EXERCISE GOAL
Where "apple" occurs in a line of the entries below, copy that line.

Point localization data
__________________________________________________

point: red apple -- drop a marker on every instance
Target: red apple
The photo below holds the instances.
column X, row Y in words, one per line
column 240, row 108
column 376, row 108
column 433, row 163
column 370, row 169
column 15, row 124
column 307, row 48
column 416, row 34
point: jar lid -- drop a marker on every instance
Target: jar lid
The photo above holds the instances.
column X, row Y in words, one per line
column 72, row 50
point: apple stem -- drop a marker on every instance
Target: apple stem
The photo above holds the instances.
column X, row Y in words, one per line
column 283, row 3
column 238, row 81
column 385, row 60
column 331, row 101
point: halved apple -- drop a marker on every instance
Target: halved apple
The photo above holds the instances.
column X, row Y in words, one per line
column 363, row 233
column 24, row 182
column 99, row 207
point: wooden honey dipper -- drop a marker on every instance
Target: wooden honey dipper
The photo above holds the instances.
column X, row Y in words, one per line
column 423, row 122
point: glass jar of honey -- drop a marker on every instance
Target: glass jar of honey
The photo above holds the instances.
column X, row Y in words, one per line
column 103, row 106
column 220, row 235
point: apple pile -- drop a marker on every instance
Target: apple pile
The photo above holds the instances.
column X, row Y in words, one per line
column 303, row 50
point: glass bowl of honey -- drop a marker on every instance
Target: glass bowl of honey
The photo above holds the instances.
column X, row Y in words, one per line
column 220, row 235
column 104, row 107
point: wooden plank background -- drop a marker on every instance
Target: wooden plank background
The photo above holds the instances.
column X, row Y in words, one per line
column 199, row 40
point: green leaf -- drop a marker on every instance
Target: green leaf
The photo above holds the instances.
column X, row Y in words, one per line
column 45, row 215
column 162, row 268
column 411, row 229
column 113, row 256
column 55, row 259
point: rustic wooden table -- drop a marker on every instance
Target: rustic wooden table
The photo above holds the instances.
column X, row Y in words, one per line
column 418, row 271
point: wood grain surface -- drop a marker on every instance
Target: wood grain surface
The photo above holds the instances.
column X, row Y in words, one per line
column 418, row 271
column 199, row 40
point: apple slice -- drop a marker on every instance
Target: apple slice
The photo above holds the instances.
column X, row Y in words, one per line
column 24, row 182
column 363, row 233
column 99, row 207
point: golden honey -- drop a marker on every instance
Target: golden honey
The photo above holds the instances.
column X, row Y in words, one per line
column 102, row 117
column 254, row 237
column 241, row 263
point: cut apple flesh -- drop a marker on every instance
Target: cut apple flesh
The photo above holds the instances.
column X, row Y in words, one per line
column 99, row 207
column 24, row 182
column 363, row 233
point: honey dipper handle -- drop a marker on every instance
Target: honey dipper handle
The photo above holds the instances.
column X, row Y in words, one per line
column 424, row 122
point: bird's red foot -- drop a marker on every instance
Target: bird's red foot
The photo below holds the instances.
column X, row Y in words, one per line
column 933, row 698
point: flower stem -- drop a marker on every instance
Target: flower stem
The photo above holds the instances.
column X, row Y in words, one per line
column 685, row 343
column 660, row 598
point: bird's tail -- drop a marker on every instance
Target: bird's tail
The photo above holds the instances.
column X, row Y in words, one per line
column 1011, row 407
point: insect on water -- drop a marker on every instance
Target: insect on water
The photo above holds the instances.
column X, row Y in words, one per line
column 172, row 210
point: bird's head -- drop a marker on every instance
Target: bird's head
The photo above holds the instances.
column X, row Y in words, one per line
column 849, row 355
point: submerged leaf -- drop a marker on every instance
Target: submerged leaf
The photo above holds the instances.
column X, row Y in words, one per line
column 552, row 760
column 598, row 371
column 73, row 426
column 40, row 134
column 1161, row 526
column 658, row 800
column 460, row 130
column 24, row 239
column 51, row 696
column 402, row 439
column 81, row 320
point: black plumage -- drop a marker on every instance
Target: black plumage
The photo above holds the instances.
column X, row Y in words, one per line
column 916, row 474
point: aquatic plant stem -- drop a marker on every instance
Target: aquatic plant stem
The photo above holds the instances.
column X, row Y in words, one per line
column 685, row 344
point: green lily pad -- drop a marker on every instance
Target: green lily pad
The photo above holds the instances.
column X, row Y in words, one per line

__________________________________________________

ANSWER AREA
point: red apple -- drop a marker on every instance
Target: red apple
point: apple stem -- drop a marker on every instance
Target: apple stem
point: halved apple -- drop a marker on every instance
Target: halved apple
point: apple pile -- drop a marker on every instance
Target: apple pile
point: apple slice -- drop a marker on every instance
Target: apple slice
point: cut apple flesh -- drop a marker on every instance
Target: cut apple flesh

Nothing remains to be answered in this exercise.